- **Reading passage**:
━━━━━━━━━━

She points to a poster on the wall. It depicts a chain necklace with seven circular amulets. Each is amateurishly yet colourfully illustrated with a scene of domestic harmony. In one, the husband is building a wall for the family home, while his wife hands him the bricks. In another, the man is doing the ironing. A third shows them seated in conversation. The sequence ends with a family photo: the happy couple, in-laws and offspring, all smiling. The necklace encircles a caption in Hindi. ‘A happy family is the responsibility of all the family.’

The slogan travels with me on the train to Rashbehari Avenue. I walk the gauntlet of the pavement, assailed by shopkeepers on one side and market vendors on the other. Eventually I find escape down a narrow passageway that leads to the ground-floor offices of Kanash Lifestyle Management Centre. Located beside a ‘multi-sex’ clothing outlet called X&Y Chromosome, the private counselling service shares the building with a drug and alcohol abuse charity. There’s no signage outside. Kanash is not the sort of place you would stumble on by accident.

I’m met at the door by Shilpi Mondal, a warm-hearted lady in her late thirties with a rounded face and eyes as dark and liquescent as a West Country mire. The hallway opens into a sizeable room with orange curtains, yellow walls and purple wooden chairs. A vase of plastic flowers adds to the well-intentioned efforts at cheeriness. The head of a nameless Indian woman, dark as soot, surveys the room from a pedestal. She is dressed with a lopping bridal nose ring and wears the Indian national flag as a headscarf.

‘Doctor? Mrs?’ I enquire, as I take a seat beside her desk.

‘Miss,’ she says emphatically.

━━━━━━━━━━

- **Problems to solve**:
[1] In the passage about the Kanash counseling centre, what business is located beside the counseling service?
[2] Say whether each statement agrees with the passage about the Kanash counseling centre, answering yes or no and quoting the words that decide it. (a) The necklace on the poster has seven amulets. (b) A sign outside marks the Kanash offices. (c) Shilpi Mondal asks to be called Doctor.
[3] Carry on the passage about the Kanash counseling centre, starting right after its final line.

- **Material provided**:
━━━━━━━━━━

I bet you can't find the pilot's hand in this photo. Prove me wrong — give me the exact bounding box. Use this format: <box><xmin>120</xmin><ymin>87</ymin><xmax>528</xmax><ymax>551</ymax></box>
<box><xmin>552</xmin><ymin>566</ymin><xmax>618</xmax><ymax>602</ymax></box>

━━━━━━━━━━

- **Set of answers**:
[1] A ‘multi-sex’ clothing outlet called X&Y Chromosome.

[2]
(a) Yes: “It depicts a chain necklace with seven circular amulets.”
(b) No: “There’s no signage outside.”
(c) No: “‘Miss,’ she says emphatically.”

[3]
Miss Mondal teaches at a prestigious primary school during the day and offers one-to-one counselling sessions during the evening at the Kanash Lifestyle Management Centre. Counselling is her passion. It’s also the source of a steady second income. She is separated and has two children to maintain. Her husband is a Bengali from Kolkata. He is also an only son and therefore doted on by his mother, a traditionally domineering character in Bengali culture.

‘Oh god,’ her friends used to say to her when her and her husband first met. ‘You’ve got something not so pleasant to look forward to.’

As it turned out, they were right. Early on in their marriage, her husband took a job as the manager of a tea plantation up in the hills of West Bengal. With the loneliness of the place and boredom of the job, he gradually turned to drink. Coming from a conservative family, Miss Mondal had no experience of alcohol. They returned to Kolkata, but his drinking continued. She tried to get him to go to rehab. He refused. Eventually, after seven years, she left. She’s not officially divorced as yet. He won’t turn up to the hearings. He’s sought no contact with his children for the last three years.

Miss Mondal says sorry. It’s usually her asking the questions. She hadn’t intended to reveal so much of herself. What is it I wanted to know again?

That’s quite all right, I assure her, privately glad to have stumbled upon my second talkative divorcee. For a while, the conversation steers back on to less personal ground.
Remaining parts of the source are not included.